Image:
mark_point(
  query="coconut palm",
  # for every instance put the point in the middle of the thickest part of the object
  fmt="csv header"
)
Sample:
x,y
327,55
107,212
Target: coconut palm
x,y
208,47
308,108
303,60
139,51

-=-=-=-=-

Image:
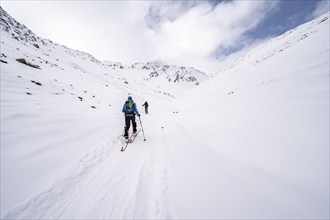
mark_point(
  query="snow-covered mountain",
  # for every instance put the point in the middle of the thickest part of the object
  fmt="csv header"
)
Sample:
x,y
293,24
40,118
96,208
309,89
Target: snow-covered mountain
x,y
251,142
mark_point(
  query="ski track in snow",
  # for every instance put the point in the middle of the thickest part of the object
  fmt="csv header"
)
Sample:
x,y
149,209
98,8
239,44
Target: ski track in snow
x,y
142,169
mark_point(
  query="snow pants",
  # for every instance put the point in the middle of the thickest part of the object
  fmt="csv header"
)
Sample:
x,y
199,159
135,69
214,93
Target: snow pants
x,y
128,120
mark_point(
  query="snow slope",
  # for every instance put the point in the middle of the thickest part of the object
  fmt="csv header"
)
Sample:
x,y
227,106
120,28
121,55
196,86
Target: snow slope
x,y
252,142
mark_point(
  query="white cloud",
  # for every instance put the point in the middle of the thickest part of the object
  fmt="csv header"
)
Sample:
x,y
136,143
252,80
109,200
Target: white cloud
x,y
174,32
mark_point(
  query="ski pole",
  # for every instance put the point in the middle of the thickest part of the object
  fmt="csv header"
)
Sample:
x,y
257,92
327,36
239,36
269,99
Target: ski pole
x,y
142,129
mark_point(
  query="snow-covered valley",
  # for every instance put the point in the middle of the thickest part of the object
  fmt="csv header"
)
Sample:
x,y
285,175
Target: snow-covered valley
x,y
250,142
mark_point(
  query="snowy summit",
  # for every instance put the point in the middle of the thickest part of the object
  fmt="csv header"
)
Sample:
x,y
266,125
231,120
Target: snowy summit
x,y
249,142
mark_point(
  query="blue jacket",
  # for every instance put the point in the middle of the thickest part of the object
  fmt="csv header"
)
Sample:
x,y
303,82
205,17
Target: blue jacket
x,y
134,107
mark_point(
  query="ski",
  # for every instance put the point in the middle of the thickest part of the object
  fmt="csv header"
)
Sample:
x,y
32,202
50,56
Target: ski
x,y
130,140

-=-=-=-=-

Problem to work on:
Lines that contain the string "query" should be copied from the material above.

Solution:
  query="coconut palm",
  query="snow-covered mountain",
  query="ski track in snow",
  query="snow pants",
  query="snow slope",
  query="white cloud",
  query="ski pole",
  query="snow-covered valley",
  query="snowy summit",
  query="blue jacket",
  query="ski",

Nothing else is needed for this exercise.